Could you reproduce every record below exactly as it stands?

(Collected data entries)
⟨
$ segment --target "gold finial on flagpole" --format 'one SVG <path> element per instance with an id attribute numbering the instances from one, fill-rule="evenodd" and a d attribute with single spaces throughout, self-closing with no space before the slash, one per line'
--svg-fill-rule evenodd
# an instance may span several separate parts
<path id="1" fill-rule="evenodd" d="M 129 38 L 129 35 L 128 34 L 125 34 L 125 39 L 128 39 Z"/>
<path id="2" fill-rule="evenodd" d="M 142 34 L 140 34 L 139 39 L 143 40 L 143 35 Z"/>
⟩
§ ANSWER TO THIS EXERCISE:
$ segment --target "gold finial on flagpole" --format 'one SVG <path> element per instance with an id attribute numbering the instances from one, fill-rule="evenodd" and a d attribute with single spaces throughout, self-closing with no space before the slash, one per line'
--svg-fill-rule evenodd
# an instance may span several separate parts
<path id="1" fill-rule="evenodd" d="M 129 38 L 129 35 L 128 34 L 125 34 L 125 39 L 128 39 Z"/>
<path id="2" fill-rule="evenodd" d="M 142 34 L 140 34 L 139 39 L 143 40 L 143 35 Z"/>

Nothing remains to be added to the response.